— About this task —
Repeat the records below exactly as they appear, leaving out any pictures.

— Records —
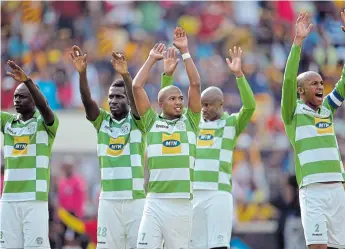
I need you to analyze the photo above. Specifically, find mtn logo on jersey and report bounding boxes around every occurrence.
[162,133,181,154]
[197,129,215,147]
[107,137,125,156]
[12,136,29,156]
[315,117,333,135]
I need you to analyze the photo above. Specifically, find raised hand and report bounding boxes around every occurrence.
[111,52,128,75]
[149,43,165,61]
[164,47,179,76]
[295,12,313,40]
[70,45,87,73]
[173,27,188,53]
[6,60,29,82]
[226,46,243,78]
[341,10,345,32]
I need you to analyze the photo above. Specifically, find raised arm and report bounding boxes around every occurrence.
[226,46,256,135]
[281,13,313,124]
[6,61,55,125]
[173,27,201,113]
[111,52,139,118]
[161,47,179,89]
[70,45,100,121]
[132,43,165,116]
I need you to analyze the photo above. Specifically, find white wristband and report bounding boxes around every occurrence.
[182,53,191,60]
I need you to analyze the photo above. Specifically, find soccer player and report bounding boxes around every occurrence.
[0,61,59,249]
[281,12,345,249]
[132,27,201,249]
[70,45,146,249]
[161,46,256,249]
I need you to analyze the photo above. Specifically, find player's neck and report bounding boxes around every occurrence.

— Expected output —
I need you to analyze the photo above. Specifically, find mtn logo on jersey and report bounding boxes around every occurrence.
[162,133,181,154]
[197,129,215,147]
[107,137,125,156]
[12,136,29,156]
[315,117,333,135]
I need you to analyze the photo above. Specifically, find raised hand and report bounding boxes around every occurrence.
[111,52,128,75]
[149,43,165,61]
[164,47,179,76]
[295,12,313,40]
[70,45,87,73]
[173,27,188,53]
[6,60,29,82]
[226,46,243,78]
[341,10,345,32]
I need you to analyze the photo above. Specifically, find raised arm and report bounding boxes around every occurrence.
[226,46,256,135]
[281,13,313,124]
[6,61,55,125]
[173,27,201,113]
[111,52,139,118]
[161,47,179,89]
[70,45,100,121]
[132,43,165,116]
I need you to analyze the photo above. Specifically, find white wristband and report bounding boxes around every occurrence.
[182,53,191,60]
I need you to analyze the photo above. Specifically, find soccer player and report bounding boxes around every occurrence.
[0,61,59,249]
[281,12,345,249]
[132,27,201,249]
[70,45,146,249]
[161,46,256,249]
I need you to analyze the photo above. Specifically, find player's neck and report bounding boxes around every occurrence.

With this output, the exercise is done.